++++ Data entries ++++

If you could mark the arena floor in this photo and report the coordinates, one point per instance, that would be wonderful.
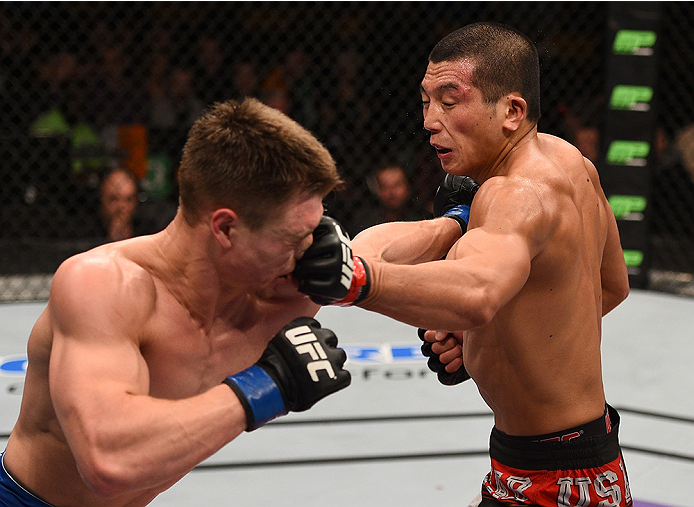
(396, 438)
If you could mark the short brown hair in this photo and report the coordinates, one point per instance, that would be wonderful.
(251, 158)
(504, 61)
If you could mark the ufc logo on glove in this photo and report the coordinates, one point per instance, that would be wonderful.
(306, 342)
(347, 259)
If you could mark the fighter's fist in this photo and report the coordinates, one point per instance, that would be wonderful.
(328, 272)
(454, 197)
(301, 366)
(437, 366)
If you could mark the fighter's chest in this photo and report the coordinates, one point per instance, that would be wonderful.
(188, 360)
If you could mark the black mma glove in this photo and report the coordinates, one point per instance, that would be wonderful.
(328, 272)
(300, 366)
(435, 364)
(454, 197)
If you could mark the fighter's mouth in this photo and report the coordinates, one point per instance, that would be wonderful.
(440, 149)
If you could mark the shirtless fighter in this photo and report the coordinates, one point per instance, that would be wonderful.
(519, 299)
(155, 352)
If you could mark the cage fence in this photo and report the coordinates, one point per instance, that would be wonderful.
(90, 86)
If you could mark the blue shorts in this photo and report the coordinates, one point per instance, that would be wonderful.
(12, 494)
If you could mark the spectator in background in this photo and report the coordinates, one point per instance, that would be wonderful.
(393, 202)
(118, 216)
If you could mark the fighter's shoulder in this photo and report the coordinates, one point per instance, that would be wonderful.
(103, 272)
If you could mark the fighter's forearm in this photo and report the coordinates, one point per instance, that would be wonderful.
(423, 296)
(154, 441)
(407, 242)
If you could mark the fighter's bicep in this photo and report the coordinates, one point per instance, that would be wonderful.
(500, 261)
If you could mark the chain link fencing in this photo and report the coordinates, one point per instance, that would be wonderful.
(90, 86)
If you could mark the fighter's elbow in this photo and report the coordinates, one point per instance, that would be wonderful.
(481, 309)
(105, 477)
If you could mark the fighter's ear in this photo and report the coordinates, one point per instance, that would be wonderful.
(224, 222)
(516, 111)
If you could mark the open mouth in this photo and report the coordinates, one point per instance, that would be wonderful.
(440, 150)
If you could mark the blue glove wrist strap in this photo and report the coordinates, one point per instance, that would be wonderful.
(262, 396)
(459, 213)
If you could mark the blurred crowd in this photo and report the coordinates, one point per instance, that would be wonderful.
(131, 110)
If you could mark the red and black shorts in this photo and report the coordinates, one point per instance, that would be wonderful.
(580, 467)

++++

◆ **Work instructions**: Rescale the part of the items that runs from the line containing "If you could mark the red" through the end of the items, including both ends. Rewrite those lines with their requests, multiplying every coordinate in the answers by 0.9 and rounding each to a whole number, with halves rounded up.

◆ **Solution to this exercise**:
If you could mark the red and black shorts in this photo and report the coordinates, one point per instance, that would be wonderful.
(522, 420)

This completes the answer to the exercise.